■ Short exercise 1: In the CVE-2025-38389 guide, rewrite the paragraph beginning "The code at the center of CVE-2025-38389" as a short bulleted list that keeps its main facts.

CVE-2025-38389: Azure Linux i915 Patch and Verification Guide

Microsoft’s public advisory on CVE-2025-38389 names the Linux kernel’s Intel GPU driver (drm/i915) as the locus of a bug that can leave a timeline object referenced after an allocation failure — and Microsoft has stated that, today, Azure Linux is the Microsoft product they have confirmed to include the affected open-source library; they will update the CVE if other Microsoft products are found to include the same code. This article explains the vulnerability, lists the kernel versions and vendor patches where the fix has landed, evaluates Microsoft’s statement, and provides practical, verifiable steps IT teams and administrators should take to determine whether any Microsoft product in their environment is exposed and how to remediate it.

Background / Overview​

The code at the center of CVE-2025-38389 lives in the Linux kernel’s Intel GPU driver — commonly referred to as drm/i915. The defect occurs in the context of ring submission and context allocation: when a VMA (virtual memory area) allocation fails during the path that gets a reference to the engine’s legacy timeline, the code can wind up holding a reference that is never released. The result observed in continuous-integration (CI) runs and testbeds was warning and panic-like traces at driver unbind time and leaked objects during shutdown. The fix reorders the operations so the timeline reference is taken only after the VMA allocation succeeds, preventing the stuck reference.

Location labeling records:
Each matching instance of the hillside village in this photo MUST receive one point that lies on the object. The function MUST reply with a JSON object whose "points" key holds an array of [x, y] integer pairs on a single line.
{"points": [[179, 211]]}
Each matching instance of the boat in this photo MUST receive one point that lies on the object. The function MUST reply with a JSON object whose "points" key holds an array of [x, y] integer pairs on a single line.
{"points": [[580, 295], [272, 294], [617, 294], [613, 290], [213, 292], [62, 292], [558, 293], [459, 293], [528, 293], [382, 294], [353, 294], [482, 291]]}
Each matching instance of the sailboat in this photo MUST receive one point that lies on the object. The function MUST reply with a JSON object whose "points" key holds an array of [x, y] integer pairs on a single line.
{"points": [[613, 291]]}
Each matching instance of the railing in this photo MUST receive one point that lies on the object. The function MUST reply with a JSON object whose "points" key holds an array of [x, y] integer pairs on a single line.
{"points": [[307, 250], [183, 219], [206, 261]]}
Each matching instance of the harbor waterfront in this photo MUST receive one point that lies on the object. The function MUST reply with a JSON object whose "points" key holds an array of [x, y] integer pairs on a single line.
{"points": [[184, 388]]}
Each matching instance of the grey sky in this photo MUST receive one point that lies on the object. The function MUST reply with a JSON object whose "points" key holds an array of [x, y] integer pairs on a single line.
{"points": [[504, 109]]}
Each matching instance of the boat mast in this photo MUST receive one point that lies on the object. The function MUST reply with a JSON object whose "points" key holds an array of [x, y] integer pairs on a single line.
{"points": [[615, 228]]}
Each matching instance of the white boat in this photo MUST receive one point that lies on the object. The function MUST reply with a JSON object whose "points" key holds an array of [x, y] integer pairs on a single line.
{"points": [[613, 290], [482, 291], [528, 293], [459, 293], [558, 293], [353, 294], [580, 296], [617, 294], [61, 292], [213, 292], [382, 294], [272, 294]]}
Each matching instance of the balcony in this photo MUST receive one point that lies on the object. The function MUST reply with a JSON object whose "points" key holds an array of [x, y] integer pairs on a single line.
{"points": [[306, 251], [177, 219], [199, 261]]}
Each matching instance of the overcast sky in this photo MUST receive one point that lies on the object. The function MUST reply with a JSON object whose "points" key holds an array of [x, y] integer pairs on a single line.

■ Short exercise 2: In the records, change "integer pairs" to "whole-number pairs" wherever it appears between the line holding "Each matching instance of the boat mast" and the end of the records, inclusive. Give back only those lines, with everything else unchanged.

■ Expected answer 1:
- The flawed code is in the Linux kernel's Intel GPU driver, drm/i915.
- During ring submission and context allocation, a failed VMA (virtual memory area) allocation on the path that gets a reference to the engine's legacy timeline can leave a reference that is never released.
- CI runs and testbeds showed warning and panic-like traces at driver unbind time and leaked objects during shutdown.
- The fix reorders the operations so the timeline reference is taken only after the VMA allocation succeeds.

■ Expected answer 2:
Each matching instance of the boat mast in this photo MUST receive one point that lies on the object. The function MUST reply with a JSON object whose "points" key holds an array of [x, y] whole-number pairs on a single line.
{"points": [[615, 228]]}
Each matching instance of the white boat in this photo MUST receive one point that lies on the object. The function MUST reply with a JSON object whose "points" key holds an array of [x, y] whole-number pairs on a single line.
{"points": [[613, 290], [482, 291], [528, 293], [459, 293], [558, 293], [353, 294], [580, 296], [617, 294], [61, 292], [213, 292], [382, 294], [272, 294]]}
Each matching instance of the balcony in this photo MUST receive one point that lies on the object. The function MUST reply with a JSON object whose "points" key holds an array of [x, y] whole-number pairs on a single line.
{"points": [[306, 251], [177, 219], [199, 261]]}
Each matching instance of the overcast sky in this photo MUST receive one point that lies on the object. The function MUST reply with a JSON object whose "points" key holds an array of [x, y] whole-number pairs on a single line.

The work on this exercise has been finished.